→ Pedido escrito
Conte quantas linhas abaixo contêm a palavra "white". Por favor, responda só com o número.
╭─ Dados extraídos
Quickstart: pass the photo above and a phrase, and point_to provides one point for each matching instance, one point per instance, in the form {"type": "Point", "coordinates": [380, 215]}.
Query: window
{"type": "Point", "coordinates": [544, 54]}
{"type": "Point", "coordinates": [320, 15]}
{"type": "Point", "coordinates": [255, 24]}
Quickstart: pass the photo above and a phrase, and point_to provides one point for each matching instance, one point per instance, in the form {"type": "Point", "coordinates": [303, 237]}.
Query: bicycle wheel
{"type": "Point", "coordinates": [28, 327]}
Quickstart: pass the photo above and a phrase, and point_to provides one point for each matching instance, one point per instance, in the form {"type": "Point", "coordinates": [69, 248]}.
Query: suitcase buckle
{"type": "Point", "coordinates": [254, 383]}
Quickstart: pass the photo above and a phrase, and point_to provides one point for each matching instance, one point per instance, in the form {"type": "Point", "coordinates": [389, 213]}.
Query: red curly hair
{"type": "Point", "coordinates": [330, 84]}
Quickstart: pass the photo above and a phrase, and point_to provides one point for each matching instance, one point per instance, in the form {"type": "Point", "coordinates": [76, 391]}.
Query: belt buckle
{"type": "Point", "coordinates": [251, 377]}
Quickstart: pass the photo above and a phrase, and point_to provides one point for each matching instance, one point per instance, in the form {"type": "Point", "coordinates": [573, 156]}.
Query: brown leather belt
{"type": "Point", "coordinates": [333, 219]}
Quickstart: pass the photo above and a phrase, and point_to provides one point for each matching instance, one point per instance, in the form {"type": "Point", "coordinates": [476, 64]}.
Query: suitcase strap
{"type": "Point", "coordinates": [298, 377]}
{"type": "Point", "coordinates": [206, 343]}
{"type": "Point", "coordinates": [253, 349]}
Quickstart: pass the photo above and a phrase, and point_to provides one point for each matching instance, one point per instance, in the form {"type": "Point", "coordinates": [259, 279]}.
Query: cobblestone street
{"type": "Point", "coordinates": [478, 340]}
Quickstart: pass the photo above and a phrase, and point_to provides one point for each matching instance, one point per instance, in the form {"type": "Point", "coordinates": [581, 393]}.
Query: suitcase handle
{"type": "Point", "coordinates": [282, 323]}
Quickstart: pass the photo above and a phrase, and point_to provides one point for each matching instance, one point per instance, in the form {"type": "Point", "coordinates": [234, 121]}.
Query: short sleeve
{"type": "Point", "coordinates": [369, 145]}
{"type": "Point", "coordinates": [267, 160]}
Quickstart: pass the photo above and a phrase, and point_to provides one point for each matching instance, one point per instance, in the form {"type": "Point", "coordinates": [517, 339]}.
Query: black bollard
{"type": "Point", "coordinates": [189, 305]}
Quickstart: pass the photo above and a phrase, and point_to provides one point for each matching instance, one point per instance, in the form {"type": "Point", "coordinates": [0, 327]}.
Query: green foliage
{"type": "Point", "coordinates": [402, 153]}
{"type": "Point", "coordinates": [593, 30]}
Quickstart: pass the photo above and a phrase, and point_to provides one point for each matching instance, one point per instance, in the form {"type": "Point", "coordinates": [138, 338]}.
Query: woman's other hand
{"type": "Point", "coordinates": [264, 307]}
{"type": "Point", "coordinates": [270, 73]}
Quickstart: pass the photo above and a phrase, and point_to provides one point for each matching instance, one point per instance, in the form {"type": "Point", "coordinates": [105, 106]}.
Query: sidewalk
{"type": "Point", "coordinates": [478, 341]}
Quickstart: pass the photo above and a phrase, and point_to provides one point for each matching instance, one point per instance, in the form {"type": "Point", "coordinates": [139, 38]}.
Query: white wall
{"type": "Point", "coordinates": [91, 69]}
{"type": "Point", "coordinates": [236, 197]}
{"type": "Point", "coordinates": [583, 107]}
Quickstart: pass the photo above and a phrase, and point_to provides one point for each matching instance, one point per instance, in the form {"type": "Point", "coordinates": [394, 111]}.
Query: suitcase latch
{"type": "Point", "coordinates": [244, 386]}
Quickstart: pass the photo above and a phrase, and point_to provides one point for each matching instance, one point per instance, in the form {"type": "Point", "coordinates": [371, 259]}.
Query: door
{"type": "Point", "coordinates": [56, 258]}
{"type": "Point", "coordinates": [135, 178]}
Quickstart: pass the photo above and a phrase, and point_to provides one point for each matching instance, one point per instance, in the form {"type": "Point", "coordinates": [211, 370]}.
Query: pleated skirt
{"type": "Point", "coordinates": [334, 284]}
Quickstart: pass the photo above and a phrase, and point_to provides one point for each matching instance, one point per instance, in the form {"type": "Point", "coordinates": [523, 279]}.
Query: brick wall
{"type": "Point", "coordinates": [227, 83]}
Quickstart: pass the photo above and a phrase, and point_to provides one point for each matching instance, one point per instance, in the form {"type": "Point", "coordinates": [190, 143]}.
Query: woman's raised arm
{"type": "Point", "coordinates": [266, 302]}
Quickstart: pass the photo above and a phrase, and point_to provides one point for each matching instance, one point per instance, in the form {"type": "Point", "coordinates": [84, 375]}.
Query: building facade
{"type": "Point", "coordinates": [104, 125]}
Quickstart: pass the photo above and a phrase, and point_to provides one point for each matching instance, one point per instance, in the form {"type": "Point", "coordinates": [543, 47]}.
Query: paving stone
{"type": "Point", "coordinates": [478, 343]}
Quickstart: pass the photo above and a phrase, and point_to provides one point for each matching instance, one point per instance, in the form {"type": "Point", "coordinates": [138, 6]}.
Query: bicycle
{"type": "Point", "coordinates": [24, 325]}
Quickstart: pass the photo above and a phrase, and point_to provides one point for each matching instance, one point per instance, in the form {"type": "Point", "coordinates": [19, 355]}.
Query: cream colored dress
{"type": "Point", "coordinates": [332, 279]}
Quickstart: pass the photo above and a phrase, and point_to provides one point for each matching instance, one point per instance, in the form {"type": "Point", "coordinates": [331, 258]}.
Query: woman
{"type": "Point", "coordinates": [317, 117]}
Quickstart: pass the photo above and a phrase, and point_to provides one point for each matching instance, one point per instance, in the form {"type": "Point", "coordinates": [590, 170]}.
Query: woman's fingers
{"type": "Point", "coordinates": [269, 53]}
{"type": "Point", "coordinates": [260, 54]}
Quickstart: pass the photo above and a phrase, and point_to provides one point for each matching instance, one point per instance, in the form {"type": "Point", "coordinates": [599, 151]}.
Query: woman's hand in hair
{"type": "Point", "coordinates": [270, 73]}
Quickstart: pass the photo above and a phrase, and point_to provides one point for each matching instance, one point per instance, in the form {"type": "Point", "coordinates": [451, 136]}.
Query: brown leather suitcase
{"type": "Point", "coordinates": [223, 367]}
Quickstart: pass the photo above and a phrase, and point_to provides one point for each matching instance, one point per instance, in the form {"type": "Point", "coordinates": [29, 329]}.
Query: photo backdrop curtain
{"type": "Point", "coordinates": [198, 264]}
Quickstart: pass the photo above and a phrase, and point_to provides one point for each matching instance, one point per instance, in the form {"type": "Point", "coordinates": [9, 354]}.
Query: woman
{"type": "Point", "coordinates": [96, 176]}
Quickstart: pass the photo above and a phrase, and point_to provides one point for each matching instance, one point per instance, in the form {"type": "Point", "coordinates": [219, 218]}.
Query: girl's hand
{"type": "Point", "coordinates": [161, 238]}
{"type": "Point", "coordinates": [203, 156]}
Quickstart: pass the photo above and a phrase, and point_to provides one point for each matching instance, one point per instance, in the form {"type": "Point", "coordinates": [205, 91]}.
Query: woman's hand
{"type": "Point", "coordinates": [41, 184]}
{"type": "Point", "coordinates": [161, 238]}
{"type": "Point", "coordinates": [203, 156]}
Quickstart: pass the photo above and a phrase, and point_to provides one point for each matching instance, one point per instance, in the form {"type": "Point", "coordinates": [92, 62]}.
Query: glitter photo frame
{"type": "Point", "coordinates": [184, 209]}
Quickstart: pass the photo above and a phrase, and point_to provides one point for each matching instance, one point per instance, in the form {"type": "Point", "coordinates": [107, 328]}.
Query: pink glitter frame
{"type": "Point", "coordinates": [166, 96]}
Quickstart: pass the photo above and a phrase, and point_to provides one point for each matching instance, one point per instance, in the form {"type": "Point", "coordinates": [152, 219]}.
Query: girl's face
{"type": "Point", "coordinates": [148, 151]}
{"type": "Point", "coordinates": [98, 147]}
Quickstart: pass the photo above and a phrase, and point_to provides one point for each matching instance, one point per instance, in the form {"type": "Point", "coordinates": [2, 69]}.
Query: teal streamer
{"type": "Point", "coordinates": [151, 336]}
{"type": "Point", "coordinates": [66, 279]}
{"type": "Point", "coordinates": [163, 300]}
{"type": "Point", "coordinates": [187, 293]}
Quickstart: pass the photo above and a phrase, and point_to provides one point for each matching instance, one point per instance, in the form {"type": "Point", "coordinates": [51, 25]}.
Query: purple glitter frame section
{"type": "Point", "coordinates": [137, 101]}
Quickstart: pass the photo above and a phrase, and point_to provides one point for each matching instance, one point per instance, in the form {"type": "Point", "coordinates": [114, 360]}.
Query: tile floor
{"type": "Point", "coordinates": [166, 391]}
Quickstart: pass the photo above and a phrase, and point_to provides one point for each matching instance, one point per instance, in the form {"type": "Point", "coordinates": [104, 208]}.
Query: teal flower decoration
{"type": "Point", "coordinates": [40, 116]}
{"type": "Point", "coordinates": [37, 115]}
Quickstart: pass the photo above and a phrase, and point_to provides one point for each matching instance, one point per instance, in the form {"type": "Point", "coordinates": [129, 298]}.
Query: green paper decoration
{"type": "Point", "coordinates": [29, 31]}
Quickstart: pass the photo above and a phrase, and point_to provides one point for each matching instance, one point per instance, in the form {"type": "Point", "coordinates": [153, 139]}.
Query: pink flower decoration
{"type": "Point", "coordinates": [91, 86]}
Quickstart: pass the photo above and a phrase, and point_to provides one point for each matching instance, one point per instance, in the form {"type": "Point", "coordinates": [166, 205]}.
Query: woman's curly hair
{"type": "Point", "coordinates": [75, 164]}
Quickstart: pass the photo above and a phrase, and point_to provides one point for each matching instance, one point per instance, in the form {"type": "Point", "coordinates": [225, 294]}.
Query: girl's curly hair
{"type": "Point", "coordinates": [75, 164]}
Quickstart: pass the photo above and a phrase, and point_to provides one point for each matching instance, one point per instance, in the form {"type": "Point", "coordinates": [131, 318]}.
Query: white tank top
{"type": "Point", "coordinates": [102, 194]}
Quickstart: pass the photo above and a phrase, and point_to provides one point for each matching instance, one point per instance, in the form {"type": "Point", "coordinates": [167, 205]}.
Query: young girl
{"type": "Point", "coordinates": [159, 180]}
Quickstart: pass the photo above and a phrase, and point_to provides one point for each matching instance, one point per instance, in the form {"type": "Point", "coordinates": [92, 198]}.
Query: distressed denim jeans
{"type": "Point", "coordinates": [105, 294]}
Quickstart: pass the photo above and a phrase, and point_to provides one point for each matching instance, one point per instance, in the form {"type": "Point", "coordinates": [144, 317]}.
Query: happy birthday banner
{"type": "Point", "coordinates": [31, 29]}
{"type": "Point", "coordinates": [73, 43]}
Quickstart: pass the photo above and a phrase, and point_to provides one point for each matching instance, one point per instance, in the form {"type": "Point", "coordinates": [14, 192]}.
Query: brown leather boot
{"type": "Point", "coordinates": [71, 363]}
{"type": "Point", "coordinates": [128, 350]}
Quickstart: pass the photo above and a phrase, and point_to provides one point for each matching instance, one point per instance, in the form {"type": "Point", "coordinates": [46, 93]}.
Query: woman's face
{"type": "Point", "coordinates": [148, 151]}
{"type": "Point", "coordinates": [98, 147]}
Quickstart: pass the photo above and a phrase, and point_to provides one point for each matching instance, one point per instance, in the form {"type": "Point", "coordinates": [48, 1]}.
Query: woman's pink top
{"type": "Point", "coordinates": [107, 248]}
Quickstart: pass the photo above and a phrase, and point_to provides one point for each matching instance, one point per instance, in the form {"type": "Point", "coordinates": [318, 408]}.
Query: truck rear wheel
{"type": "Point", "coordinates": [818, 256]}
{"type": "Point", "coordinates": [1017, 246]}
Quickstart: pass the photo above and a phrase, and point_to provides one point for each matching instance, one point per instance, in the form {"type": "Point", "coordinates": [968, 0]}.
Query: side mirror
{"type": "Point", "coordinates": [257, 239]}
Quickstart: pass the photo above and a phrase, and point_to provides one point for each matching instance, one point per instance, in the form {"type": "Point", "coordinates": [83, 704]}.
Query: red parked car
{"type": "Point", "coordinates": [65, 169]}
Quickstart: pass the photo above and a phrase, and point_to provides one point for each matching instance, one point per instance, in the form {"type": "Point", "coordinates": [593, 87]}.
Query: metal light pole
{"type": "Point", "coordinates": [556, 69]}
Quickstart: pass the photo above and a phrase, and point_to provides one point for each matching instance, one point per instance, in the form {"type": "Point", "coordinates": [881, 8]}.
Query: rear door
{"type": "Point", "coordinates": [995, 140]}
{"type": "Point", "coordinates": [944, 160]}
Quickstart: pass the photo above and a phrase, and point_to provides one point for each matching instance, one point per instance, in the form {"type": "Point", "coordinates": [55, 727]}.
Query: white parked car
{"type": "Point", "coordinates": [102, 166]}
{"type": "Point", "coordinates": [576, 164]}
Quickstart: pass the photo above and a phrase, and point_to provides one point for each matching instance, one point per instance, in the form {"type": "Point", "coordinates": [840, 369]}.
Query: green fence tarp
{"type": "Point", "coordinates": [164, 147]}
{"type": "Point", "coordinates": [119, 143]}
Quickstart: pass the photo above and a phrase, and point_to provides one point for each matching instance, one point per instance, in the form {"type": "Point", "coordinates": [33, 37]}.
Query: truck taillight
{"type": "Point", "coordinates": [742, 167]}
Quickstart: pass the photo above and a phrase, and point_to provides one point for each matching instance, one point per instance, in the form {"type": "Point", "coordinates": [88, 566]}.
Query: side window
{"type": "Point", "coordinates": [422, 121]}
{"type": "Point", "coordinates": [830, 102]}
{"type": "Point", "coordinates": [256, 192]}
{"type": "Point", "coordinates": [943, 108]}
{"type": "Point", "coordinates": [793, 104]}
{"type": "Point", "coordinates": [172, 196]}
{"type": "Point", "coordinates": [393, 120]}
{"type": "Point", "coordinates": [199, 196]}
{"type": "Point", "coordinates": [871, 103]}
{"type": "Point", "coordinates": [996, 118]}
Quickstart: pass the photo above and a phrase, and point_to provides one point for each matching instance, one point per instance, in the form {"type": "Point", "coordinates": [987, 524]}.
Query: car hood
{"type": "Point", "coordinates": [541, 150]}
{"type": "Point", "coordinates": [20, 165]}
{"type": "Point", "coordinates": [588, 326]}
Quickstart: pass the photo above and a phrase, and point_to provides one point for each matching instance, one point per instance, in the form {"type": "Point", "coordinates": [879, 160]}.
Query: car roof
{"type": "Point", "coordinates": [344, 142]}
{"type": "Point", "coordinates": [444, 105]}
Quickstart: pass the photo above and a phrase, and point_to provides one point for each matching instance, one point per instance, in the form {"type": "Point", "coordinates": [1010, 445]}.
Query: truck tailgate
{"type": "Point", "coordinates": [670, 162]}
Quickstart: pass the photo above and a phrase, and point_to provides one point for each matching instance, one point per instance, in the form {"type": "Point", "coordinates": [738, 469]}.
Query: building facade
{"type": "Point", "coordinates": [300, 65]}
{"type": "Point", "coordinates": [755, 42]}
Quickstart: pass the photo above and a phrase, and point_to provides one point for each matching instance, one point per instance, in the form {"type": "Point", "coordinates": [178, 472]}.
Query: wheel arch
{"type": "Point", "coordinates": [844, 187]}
╰─
→ Resultado do exercício
3